#### SELECTED EXCERPT

========================================

In today’s cloud-first environment, organisations across Australia and New Zealand are accelerating their cloud adoption to gain agility, scale, and cost efficiency. But as the region becomes increasingly digitised, it also becomes more exposed — and the cloud, for all its benefits, is no exception. The question is no longer if risk exists in the cloud, but how it is being managed
Cloud Risk Is Business Risk
Cloud environments are dynamic, decentralised, and complex. Misconfigurations, over-permissioned identities, shadow IT, lack of visibility, and third-party reliance all contribute to a growing attack surface. In 2023 and 2024 alone, both Australia and New Zealand witnessed several high-profile cyber incidents where cloud platforms were either the target or the weak link in the chain.
Case Reference:
- Latitude Financial (AU) breach revealed in 2023 showed attackers gaining access to customer records via a cloud-based service provider.
- Waikato DHB ransomware attack (NZ) impacted critical health systems, with cloud backup strategies and recovery processes being scrutinised.
These incidents highlight the importance of understanding that cloud risk is not a technical problem alone — it’s an enterprise-wide resilience issue.
Regulatory Lens: A Catalyst for Better Controls
Both countries are tightening the screws:
Australia:
- The Australian Prudential Regulation Authority (APRA) CPS 230 (effective July 2025) will require entities to implement operational risk management, business continuity planning, and third-party management — directly impacting cloud service use.

========================================

#### DATA SECTION
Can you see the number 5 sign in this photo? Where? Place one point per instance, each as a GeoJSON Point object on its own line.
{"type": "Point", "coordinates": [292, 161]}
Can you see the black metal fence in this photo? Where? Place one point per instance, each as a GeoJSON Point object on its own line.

========================================

#### COMPLETE THE FOLLOWING
1) In the cloud risk article, when does APRA's CPS 230 take effect?
2) Continue the article on cloud risk in Australia and New Zealand from its last line.

#### RESPONSES TO THE TASKS
1) July 2025.

2)
- ACSC’s Essential Eight and ISM provide clear security baselines that extend to cloud environments.
New Zealand:
- While NZ has a lighter regulatory footprint, the NZISM (NZ Information Security Manual) and the Cloud Risk Assessment Tool (NZGCIO) provide practical guidance for government agencies and enterprises.
- The Office of the Privacy Commissioner increasingly expects data custodianship responsibilities, especially where public cloud is used for storing or processing personal data.
Shared Responsibility, Uneven Execution
The shared responsibility model in cloud computing is well understood in theory — but execution is where many fall short. When resilience and controls are not embedded at the design and procurement stages, cloud implementations become patchwork solutions that are hard to govern and harder to defend.
A recent NZ study by CERT NZ found that 63% of cloud-related incidents involved misconfigurations, while the 2024 State of Cyber Security in Australia survey revealed that only 28% of organisations regularly audit their cloud control frameworks.
Key Pillars for Managing Cloud Risk
- Visibility and Inventory Management: Know what’s running, where, and under what conditions.
- Cloud Governance Frameworks: Establish clear policies for provisioning, configuration, and usage.
- Zero Trust Architecture: Implement least privilege, continuous verification, and strong identity management.
- Continuous Assurance: Leverage CSPM (Cloud Security Posture Management) tools, audits, and compliance testing.
- Third-Party Risk Management: Extend due diligence to cloud providers and service integrators.
- Resilience-by-Design: Prioritise disaster recovery, multi-region deployments, and operational continuity planning.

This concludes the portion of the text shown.